**SUPPLIED DATA:**
□ □ □ □ □

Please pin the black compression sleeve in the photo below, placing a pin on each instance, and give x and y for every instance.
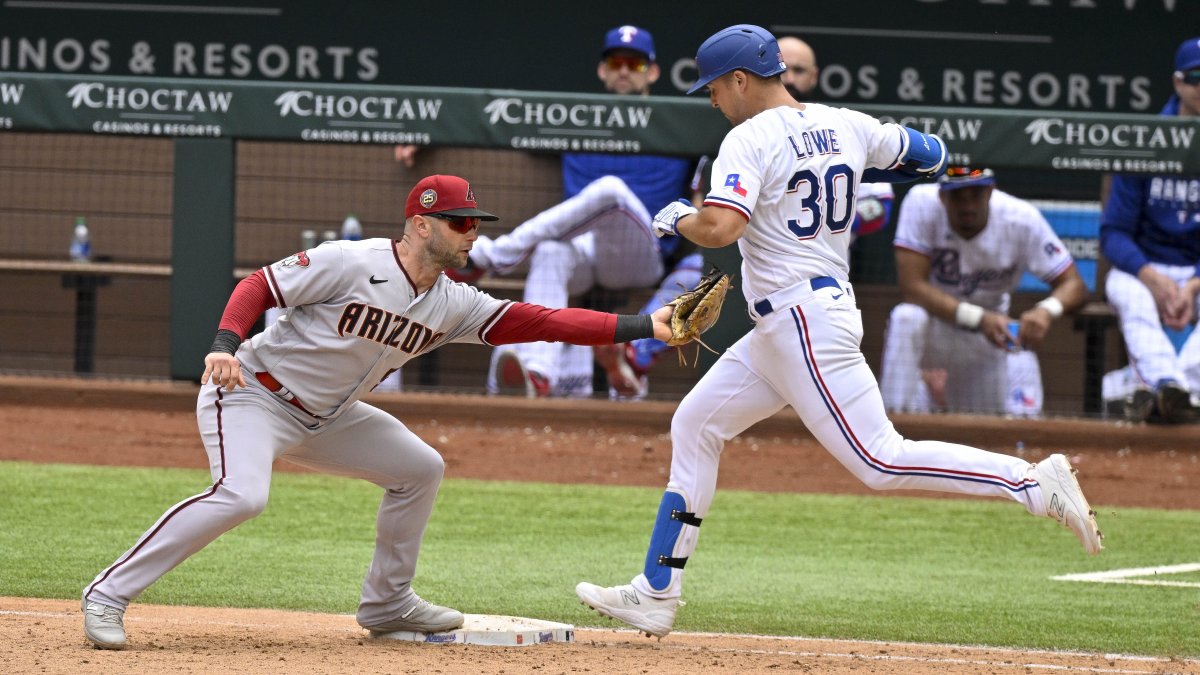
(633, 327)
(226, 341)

□ □ □ □ □

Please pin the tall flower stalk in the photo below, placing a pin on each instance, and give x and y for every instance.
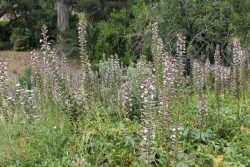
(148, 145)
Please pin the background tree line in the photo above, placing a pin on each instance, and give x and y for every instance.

□ □ □ □ □

**WHAT THE TASK REQUIRES:**
Transcribe the material word for word, from the line with "Please pin the tall" to the line with "Please pin the background", both lines included. Leave out the pictures.

**EXERCISE RESULT:**
Please pin the tall flower stalk in the photo below, placing a pin on each instance, and give x and y for every instance.
(148, 145)
Please pin the background tree line in the photo above, placing a pin on each instance, and give x and y for every instance.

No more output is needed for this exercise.